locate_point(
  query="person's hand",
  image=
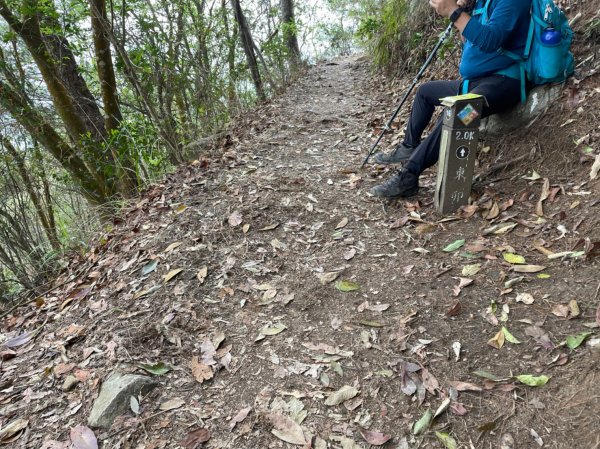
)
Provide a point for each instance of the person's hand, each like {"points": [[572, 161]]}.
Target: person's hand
{"points": [[444, 7]]}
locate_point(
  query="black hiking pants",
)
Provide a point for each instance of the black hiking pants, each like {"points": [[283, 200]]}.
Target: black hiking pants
{"points": [[500, 92]]}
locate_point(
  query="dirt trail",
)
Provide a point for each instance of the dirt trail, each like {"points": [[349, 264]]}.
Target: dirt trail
{"points": [[270, 217]]}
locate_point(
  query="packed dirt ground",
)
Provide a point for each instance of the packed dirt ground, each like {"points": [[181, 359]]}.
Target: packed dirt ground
{"points": [[289, 308]]}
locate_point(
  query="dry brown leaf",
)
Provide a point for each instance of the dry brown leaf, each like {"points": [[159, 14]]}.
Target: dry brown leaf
{"points": [[13, 429], [171, 274], [374, 438], [195, 438], [202, 273], [235, 219], [528, 268], [539, 209], [343, 394], [497, 341], [83, 438], [201, 371], [239, 417], [342, 223], [465, 386], [287, 429]]}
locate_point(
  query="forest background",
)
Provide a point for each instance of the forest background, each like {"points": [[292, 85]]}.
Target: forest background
{"points": [[99, 99]]}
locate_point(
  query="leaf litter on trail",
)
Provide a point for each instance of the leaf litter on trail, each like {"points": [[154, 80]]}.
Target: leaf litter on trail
{"points": [[533, 381], [446, 440], [374, 438], [347, 286], [574, 341], [343, 394], [12, 429], [497, 341], [423, 423], [235, 219], [239, 417], [287, 429], [83, 438], [196, 437], [171, 274], [454, 246], [158, 369]]}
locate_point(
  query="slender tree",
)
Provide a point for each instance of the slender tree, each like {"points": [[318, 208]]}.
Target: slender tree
{"points": [[248, 45], [290, 31]]}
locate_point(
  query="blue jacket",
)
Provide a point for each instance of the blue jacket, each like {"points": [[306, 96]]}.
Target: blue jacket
{"points": [[506, 28]]}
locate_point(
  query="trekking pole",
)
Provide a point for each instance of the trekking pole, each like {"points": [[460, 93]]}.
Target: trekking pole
{"points": [[410, 88]]}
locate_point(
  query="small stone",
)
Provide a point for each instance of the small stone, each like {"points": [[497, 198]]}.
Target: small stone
{"points": [[70, 383], [115, 395]]}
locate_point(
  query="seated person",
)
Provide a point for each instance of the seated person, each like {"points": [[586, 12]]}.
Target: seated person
{"points": [[487, 27]]}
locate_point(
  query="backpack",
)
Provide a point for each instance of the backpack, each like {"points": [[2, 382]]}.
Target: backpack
{"points": [[547, 57]]}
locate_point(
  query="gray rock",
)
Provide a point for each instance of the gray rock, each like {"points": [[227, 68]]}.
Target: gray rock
{"points": [[70, 383], [538, 101], [114, 398]]}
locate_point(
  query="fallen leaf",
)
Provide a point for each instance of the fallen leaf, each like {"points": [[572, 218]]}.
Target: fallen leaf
{"points": [[173, 246], [374, 438], [447, 440], [533, 381], [239, 417], [172, 404], [443, 407], [329, 277], [347, 286], [342, 223], [201, 371], [202, 273], [525, 298], [273, 330], [509, 337], [13, 429], [574, 308], [19, 340], [595, 168], [171, 274], [455, 309], [454, 246], [539, 209], [499, 229], [157, 369], [528, 268], [287, 429], [497, 341], [83, 438], [270, 227], [149, 267], [196, 437], [561, 310], [574, 342], [342, 395], [465, 386], [514, 258], [423, 424], [348, 255], [235, 219]]}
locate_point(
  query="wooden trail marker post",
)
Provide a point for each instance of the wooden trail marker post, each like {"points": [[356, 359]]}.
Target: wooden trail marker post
{"points": [[458, 151]]}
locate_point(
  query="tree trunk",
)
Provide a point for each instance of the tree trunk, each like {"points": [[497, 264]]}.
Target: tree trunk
{"points": [[93, 185], [290, 31], [105, 67], [248, 45], [32, 192]]}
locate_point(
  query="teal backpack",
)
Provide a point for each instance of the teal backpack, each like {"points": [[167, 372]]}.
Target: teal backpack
{"points": [[547, 57]]}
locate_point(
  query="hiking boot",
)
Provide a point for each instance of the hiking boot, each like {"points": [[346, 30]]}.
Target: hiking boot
{"points": [[398, 154], [402, 184]]}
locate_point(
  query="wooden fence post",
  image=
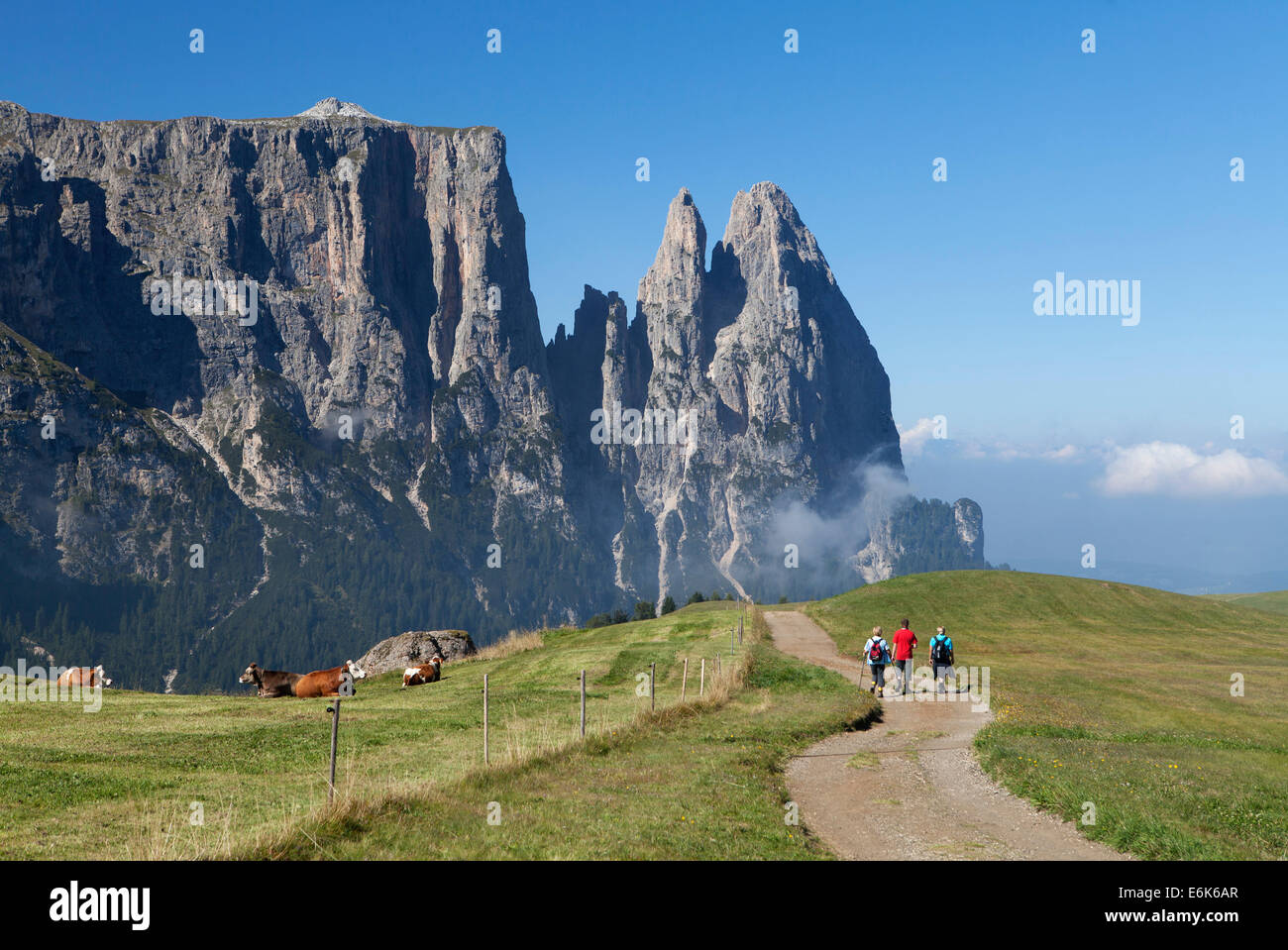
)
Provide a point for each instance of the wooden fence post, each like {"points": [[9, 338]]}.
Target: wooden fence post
{"points": [[335, 730]]}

━━━━━━━━

▸ **PROBLEM REQUIREMENTS**:
Print the full listing exactly, dropping the pictures.

▸ **ANSWER FOR THIS EXERCISE**:
locate_point(
  query="person's hand",
  image=
)
Provide a point for each instance of the person's hand, each like {"points": [[572, 161]]}.
Target: person's hand
{"points": [[444, 7]]}
locate_point(
  query="black hiking pants",
)
Provide a point for each instance of the black hiking pants, each like {"points": [[283, 200]]}.
Target: black hiking pants
{"points": [[500, 92]]}
locate_point(
  query="dirt trail",
)
Provide a point for each instance of the dirt trail, each like {"points": [[349, 264]]}.
Target: dirt trail
{"points": [[270, 217]]}
locate_point(
  query="packed dirt ground",
)
Provide a point for each instance of the packed dirt ground, each like {"points": [[181, 359]]}.
Target: packed dirt ground
{"points": [[289, 308]]}
locate_point(
  query="dry brown leaf",
)
Provide a point for each instance of the dry brown leaf, each like {"points": [[159, 14]]}.
Target: dry brown leaf
{"points": [[13, 429], [171, 274], [374, 438], [195, 438], [202, 273], [235, 219], [528, 268], [539, 209], [343, 394], [497, 341], [83, 438], [201, 371], [239, 417], [342, 223], [465, 386], [287, 429]]}
locate_point(
  query="forest background",
)
Provide a point for each instance of the forest background, each like {"points": [[292, 85]]}.
Target: forest background
{"points": [[99, 99]]}
locate_point(
  query="leaf litter on trail",
)
Provide a point for each instance of the leaf litter on trail, each like {"points": [[154, 80]]}.
Target: leaf litter on trail
{"points": [[533, 381], [446, 440], [374, 438], [347, 286], [574, 341], [343, 394], [12, 429], [497, 341], [423, 423], [235, 219], [239, 417], [287, 429], [83, 438], [196, 437], [171, 274], [454, 246], [158, 369]]}
locate_point(
  query="slender tree",
)
Provide a point for each instance of the slender tree, each like {"points": [[318, 208]]}.
Target: slender tree
{"points": [[248, 45], [290, 31]]}
locate_point(
  query="blue jacket",
)
Provide a point for each instance of the blue jacket, each like {"points": [[306, 96]]}.
Target: blue jacket
{"points": [[506, 28]]}
locate_point(
  query="trekking pole",
)
Provide a point for each instance of the trekking pole, each like {"points": [[460, 93]]}.
Target: trekking pole
{"points": [[410, 88]]}
locate_point(
  query="small stone",
)
Provide a point for each instance of the small stone, each like {"points": [[497, 198]]}.
Target: small stone
{"points": [[70, 383], [115, 395]]}
locate_point(
  query="seated person",
)
Provide a point for each instance of the seated person, each like {"points": [[586, 12]]}.
Target: seated person
{"points": [[487, 27]]}
locate_point(
  query="backpack",
)
Provide a point for each instance of the backpack, each like {"points": [[2, 382]]}.
Target: backpack
{"points": [[547, 57]]}
locate_point(
  query="gray rock",
)
Provide a point for each instance of the gray rock, each like {"points": [[227, 68]]}.
Target: gray rock
{"points": [[70, 383], [538, 101], [114, 398]]}
locate_point(
  query="fallen leaf",
)
Provide a point for each instance of the fallen leaf, each like {"points": [[572, 218]]}.
Target: fallen leaf
{"points": [[173, 246], [374, 438], [447, 440], [533, 381], [239, 417], [172, 404], [443, 407], [329, 277], [347, 286], [342, 223], [201, 371], [202, 273], [525, 298], [273, 330], [509, 337], [13, 429], [574, 308], [19, 340], [595, 168], [171, 274], [455, 309], [454, 246], [539, 209], [499, 229], [157, 369], [528, 268], [287, 429], [497, 341], [83, 438], [270, 227], [149, 267], [196, 437], [561, 310], [574, 342], [342, 395], [465, 386], [514, 258], [423, 424], [348, 255], [235, 219]]}
locate_point(
  query="wooden trail marker post",
)
Provide a point for each instance of the wooden trail marker post, each like {"points": [[356, 359]]}.
Target: wooden trail marker post
{"points": [[458, 151]]}
locate_point(
  query="tree trunk",
)
Provide a point for each instance of the tree trunk, each like {"points": [[497, 264]]}.
Target: tree trunk
{"points": [[93, 185], [290, 31], [105, 67], [248, 45], [32, 192]]}
locate_point(
  query="teal backpack",
)
Provide a point for each instance of the teal backpack, each like {"points": [[167, 372]]}.
Target: teal backpack
{"points": [[547, 57]]}
locate_point(
  query="hiking boot",
)
Provide a point for each instance of the hiking boot, each like {"points": [[346, 30]]}.
Target: hiking boot
{"points": [[398, 154], [402, 184]]}
locate_point(
  query="wooden fence post",
  image=
)
Provide a point for each instance of the wooden fence post, each like {"points": [[9, 338]]}.
Target: wooden fence post
{"points": [[335, 730]]}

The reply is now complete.